**Aim of the exercise**
Retype exactly the stretch of lines that begins at the line containing "Guideline — for every instance of the rectangular" and ends at the last line of the data, with no other lines.
--- Data to use ---
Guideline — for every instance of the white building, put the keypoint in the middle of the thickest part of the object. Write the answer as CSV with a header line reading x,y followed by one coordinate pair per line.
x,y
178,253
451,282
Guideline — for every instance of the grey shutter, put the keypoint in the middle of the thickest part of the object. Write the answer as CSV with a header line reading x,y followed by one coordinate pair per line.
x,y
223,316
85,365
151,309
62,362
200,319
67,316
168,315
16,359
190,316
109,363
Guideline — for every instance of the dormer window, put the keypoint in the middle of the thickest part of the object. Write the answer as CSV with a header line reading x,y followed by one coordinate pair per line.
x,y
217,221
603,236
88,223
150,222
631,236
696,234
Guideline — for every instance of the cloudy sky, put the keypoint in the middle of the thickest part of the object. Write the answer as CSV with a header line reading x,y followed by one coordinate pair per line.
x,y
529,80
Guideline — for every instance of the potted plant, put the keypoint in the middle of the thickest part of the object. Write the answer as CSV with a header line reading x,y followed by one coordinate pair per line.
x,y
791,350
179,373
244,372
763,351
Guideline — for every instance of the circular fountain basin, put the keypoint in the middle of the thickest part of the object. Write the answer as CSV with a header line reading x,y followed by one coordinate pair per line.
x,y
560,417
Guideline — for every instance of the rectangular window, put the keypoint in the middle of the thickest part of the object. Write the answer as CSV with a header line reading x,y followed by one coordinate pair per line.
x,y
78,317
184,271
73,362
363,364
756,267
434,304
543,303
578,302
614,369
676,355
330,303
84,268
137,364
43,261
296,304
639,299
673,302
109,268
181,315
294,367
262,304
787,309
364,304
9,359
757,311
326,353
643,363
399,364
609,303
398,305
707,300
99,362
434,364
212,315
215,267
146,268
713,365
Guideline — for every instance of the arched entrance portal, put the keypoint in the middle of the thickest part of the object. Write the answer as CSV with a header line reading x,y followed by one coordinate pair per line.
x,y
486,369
---
**Full response**
Guideline — for every instance of the rectangular window, put the keypoint in the middle of the thickest part of the object. Write the answer as CSV with a header line reading x,y followed by one coordinate pair per line.
x,y
78,317
184,271
73,362
363,364
756,267
434,304
543,303
578,302
614,369
676,355
330,303
84,268
137,364
43,261
296,304
639,299
673,302
109,268
181,315
294,367
262,304
787,309
364,304
9,359
757,311
326,353
643,363
399,364
609,303
398,305
707,300
99,362
434,364
212,315
215,267
146,268
713,365
Guideline — for every instance of the arched entrance portal, put the keypoint in the middle of the thickest part of the object. Write the answer as CSV with a header line reading x,y followed by one coordinate pair per line.
x,y
486,369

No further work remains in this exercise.